***** RECORDS FOR THE TASK *****
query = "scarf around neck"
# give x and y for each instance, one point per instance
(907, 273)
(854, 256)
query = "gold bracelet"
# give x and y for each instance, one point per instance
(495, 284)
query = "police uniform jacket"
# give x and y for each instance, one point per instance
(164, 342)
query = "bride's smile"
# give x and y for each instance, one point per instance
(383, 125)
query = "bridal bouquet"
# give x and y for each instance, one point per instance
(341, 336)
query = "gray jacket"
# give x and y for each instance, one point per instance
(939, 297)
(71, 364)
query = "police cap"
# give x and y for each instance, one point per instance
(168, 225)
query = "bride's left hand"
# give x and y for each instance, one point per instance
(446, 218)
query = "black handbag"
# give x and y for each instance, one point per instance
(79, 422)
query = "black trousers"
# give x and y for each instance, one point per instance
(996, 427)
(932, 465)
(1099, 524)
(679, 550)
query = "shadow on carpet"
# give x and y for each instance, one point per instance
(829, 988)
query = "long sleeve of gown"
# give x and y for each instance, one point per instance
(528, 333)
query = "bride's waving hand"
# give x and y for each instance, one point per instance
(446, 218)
*****
***** RECORDS FOR THE TASK *****
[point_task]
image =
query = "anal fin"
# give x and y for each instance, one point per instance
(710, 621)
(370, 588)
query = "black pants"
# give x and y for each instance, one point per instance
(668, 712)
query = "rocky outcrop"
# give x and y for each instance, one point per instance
*****
» **SET PROBLEM**:
Gather every line of the material above that contains the word "black".

» **FINISHED TASK**:
query = "black handbag"
query = "black trousers"
query = "black pants"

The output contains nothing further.